TO DO
1. List every machine the model comparison post says the models were run on.
2. Answer these from the model comparison post:
(a) What prompt was used to compare the models?
(b) How much RAM does the Windows desktop have?
(c) What memory bandwidth is given for the M3 Pro?

SOURCE DOCUMENT Start Marker

Comparing Llama3, Phi3 and Gemma performance on different machines
After playing around with ollama a couple of weeks ago, I was curious how much faster the models run on newer Macbooks. At the end of this, I was hoping to find an LLM that can run reasonably well on my Intel Macbook Pro, but also see how that compares to other machines I had around at the time.
I picked Llama3:8B, Phi-3:4B and Gemma:9B models and ran them on 4 devices:
- 2023 Macbook Pro 14” with M3 Pro
- 2021 Macbook Pro 14” with M1 Pro
- 2019 MBP 16” with 2.6 GHz 6-Core Intel Core i7
- Windows desktop (Ryzen 5 1600, RTX 1080Ti)
I installed the models using ollama, and used a simple prompt for comparing them: “What’s the best way for me to learn about LLMs?”
Comparison
Overall, the desktop is the fastest - almost twices as fast as the M-series Macbooks, and an order of magnitude faster than the Intel laptop. This is followed by M1 Pro and then M3 Pro which is shocking, but more on that below.
Although the desktop has 7 year old hardware, the desktop still has one of the best graphics cards that Nvidia has ever released and 48GB of RAM, so this isn’t too surprising. Ranging from 46 to 76 tokens/s, it generates text much faster than I can read it.
Phi is the smallest model here, and also the fastest. But that too is only 10 tokens/s on the Intel Mac, so not too practical to run on that. Llama and Gemma are slower, but not too much so.
Llama 3
Phi 3
Gemma
Why is M3 slower than M1?
The biggest surprise here is that the M3 chip is actually slightly slower than the M1 chip when running Llama 3 and Gemma. This is because LLMs are constrained by memory bandwidth, and the M3 Pro has 25% less bandwidth (150GB/s) compared to the M1 Pro (200 Gb/s). However, the difference is pretty small, and the M3 is actually a tiny bit faster with Phi-3.
Final thoughts
This is a highly unscientific benchmark, and something I only did to understand what to expect when running LLMs locally. However, it’s actually interesting to see how well these models run on local machines.
I was impressed by how fast a 7 year old desktop performed, with 2X the tokens/s compared to the latest M-series Macbooks. The M-series laptops are still fast enough to run LLMs locally.
The Intel Macbooks are slow enough to be frustrating to use, which is unfortunate because that’s the device I’d normally use to play with LLMs. I guess it’s time to set up WSL on Windows now. :)

SOURCE DOCUMENT End Marker
LISTED RECORDS Start Marker

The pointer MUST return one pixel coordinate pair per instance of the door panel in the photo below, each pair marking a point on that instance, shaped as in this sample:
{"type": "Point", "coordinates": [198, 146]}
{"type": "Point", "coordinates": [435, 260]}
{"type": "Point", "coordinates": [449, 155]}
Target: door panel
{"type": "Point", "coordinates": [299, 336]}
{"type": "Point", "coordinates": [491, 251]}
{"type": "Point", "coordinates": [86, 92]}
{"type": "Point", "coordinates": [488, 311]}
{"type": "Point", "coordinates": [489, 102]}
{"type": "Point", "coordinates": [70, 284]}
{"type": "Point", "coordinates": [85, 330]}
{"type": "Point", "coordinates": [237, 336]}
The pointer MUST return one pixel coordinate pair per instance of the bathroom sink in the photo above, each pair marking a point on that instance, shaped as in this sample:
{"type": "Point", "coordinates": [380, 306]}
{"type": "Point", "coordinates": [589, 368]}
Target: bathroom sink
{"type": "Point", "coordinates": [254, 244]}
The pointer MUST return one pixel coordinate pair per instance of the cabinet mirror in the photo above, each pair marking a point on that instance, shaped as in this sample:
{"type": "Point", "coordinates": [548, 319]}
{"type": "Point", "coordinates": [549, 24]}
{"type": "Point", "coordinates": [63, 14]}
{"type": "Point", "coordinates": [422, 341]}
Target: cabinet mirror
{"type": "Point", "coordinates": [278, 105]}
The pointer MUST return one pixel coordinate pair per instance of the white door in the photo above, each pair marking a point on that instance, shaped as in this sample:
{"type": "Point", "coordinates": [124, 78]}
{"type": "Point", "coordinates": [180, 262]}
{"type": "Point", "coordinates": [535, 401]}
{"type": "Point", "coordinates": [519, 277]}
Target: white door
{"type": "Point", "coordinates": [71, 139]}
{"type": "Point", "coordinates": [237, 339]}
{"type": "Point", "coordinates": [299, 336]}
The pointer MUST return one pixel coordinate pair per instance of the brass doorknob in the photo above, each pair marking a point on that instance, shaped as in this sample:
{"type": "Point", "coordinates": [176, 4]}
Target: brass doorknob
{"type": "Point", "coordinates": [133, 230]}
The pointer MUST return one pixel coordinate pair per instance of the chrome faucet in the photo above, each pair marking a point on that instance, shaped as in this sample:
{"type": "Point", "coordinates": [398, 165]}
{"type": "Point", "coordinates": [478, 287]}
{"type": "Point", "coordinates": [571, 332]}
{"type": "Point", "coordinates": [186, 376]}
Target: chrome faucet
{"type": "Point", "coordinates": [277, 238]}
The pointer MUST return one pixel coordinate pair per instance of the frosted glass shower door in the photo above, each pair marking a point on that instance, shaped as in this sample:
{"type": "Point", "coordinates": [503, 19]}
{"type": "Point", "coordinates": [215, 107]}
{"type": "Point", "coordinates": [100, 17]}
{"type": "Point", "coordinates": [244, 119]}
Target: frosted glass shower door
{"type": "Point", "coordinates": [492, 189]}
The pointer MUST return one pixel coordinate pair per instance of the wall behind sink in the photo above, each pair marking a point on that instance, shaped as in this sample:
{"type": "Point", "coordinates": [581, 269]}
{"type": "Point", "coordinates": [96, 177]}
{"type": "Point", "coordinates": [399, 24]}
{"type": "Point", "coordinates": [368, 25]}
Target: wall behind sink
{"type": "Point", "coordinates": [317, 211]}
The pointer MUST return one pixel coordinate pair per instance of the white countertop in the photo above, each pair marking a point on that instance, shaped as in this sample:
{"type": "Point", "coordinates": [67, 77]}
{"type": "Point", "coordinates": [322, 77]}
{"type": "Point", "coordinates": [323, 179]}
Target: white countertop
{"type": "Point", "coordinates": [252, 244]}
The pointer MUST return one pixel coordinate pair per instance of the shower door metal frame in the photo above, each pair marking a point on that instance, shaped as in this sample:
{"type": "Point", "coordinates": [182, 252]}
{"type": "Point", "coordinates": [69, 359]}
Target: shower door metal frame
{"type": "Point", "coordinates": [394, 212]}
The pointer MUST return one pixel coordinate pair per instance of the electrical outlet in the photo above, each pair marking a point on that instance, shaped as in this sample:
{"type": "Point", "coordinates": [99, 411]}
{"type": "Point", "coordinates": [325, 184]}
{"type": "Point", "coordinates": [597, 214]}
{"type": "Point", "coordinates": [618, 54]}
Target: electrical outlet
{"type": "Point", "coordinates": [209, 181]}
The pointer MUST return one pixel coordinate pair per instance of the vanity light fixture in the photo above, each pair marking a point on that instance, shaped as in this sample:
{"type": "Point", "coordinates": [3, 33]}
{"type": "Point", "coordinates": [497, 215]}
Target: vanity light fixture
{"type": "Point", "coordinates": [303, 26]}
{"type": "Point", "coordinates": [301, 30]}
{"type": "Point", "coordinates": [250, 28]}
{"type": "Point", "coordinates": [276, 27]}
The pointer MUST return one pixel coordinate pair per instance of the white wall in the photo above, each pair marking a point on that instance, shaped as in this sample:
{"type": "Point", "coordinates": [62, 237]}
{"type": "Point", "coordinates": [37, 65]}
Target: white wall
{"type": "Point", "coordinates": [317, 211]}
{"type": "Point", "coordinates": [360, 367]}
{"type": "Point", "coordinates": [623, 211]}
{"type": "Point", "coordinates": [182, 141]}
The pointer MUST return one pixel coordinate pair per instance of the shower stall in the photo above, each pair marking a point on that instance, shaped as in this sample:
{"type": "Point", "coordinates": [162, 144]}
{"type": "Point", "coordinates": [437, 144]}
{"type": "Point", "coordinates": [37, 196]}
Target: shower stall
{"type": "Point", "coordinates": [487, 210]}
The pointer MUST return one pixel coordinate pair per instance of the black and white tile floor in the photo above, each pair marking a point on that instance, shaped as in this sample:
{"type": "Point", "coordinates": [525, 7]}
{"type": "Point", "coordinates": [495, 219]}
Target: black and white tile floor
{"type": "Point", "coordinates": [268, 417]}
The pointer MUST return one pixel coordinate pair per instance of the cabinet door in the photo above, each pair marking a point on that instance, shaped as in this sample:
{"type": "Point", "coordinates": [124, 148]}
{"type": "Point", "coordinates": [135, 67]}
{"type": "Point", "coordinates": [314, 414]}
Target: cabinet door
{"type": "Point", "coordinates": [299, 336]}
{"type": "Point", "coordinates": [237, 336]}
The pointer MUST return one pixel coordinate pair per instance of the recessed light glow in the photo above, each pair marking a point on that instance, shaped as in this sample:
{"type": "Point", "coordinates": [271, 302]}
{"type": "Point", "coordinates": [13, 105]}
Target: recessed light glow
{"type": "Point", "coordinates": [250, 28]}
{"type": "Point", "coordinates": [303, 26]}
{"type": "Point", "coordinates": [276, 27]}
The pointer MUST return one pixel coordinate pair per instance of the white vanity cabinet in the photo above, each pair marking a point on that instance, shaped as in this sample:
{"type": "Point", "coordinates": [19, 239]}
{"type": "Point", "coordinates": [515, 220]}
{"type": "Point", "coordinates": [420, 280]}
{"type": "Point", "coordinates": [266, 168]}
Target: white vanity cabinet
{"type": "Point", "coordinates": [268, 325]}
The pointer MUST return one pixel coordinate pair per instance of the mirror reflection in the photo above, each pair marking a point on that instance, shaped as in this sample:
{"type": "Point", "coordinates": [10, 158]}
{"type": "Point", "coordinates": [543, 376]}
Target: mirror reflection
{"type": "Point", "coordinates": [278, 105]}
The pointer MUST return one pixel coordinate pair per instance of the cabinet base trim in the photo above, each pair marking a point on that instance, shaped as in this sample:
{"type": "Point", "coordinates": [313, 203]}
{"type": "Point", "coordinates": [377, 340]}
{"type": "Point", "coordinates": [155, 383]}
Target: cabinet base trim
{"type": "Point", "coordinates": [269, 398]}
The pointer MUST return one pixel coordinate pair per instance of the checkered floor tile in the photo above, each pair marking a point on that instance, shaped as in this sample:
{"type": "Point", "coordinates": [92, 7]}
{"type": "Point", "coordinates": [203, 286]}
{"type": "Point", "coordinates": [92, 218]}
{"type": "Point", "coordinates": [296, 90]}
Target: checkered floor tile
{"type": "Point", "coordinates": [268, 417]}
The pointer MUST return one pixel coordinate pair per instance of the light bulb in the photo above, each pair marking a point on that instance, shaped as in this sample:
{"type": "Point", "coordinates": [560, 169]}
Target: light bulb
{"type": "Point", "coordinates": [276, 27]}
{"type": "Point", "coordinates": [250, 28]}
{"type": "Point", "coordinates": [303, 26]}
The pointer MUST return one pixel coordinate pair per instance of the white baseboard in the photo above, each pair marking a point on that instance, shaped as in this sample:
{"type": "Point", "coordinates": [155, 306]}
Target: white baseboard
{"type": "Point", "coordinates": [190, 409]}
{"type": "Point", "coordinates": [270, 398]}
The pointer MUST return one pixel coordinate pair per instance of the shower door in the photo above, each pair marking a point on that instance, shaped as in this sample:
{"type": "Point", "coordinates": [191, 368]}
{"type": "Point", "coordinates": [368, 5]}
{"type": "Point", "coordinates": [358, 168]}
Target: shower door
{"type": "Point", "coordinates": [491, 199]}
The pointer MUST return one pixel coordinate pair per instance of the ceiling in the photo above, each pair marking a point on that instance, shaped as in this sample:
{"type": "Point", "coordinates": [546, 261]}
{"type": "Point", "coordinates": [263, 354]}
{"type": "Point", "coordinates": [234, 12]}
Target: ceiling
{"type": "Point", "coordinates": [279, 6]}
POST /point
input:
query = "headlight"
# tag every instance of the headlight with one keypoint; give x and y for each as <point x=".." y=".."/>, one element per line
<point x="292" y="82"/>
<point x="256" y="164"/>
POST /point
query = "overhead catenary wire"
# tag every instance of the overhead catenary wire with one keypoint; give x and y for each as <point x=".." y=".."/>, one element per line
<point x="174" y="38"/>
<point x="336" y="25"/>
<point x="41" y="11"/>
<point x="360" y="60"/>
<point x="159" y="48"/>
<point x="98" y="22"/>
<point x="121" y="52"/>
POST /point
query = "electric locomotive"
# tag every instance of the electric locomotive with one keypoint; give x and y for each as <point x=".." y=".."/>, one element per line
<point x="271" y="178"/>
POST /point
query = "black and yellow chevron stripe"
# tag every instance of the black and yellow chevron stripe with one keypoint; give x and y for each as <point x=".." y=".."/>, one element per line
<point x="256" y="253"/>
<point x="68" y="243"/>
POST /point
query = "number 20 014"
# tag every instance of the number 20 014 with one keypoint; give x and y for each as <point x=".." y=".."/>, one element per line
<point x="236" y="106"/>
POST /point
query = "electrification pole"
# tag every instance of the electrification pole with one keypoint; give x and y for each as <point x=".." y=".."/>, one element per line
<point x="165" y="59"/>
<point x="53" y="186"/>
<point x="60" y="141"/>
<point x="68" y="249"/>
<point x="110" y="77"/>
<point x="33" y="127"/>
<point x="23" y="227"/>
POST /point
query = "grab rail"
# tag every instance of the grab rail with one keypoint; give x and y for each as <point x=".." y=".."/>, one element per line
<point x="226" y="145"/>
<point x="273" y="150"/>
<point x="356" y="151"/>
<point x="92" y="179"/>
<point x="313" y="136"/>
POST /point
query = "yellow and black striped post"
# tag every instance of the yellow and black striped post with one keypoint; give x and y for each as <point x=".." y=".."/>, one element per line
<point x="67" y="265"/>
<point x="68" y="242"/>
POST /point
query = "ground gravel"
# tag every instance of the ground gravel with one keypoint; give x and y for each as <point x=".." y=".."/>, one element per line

LISTED RECORDS End Marker

ANSWERS TO EACH TASK
1.
- 2023 Macbook Pro 14” with M3 Pro
- 2021 Macbook Pro 14” with M1 Pro
- 2019 MBP 16” with 2.6 GHz 6-Core Intel Core i7
- Windows desktop (Ryzen 5 1600, RTX 1080Ti)

2.
(a) “What’s the best way for me to learn about LLMs?”
(b) 48GB
(c) 150GB/s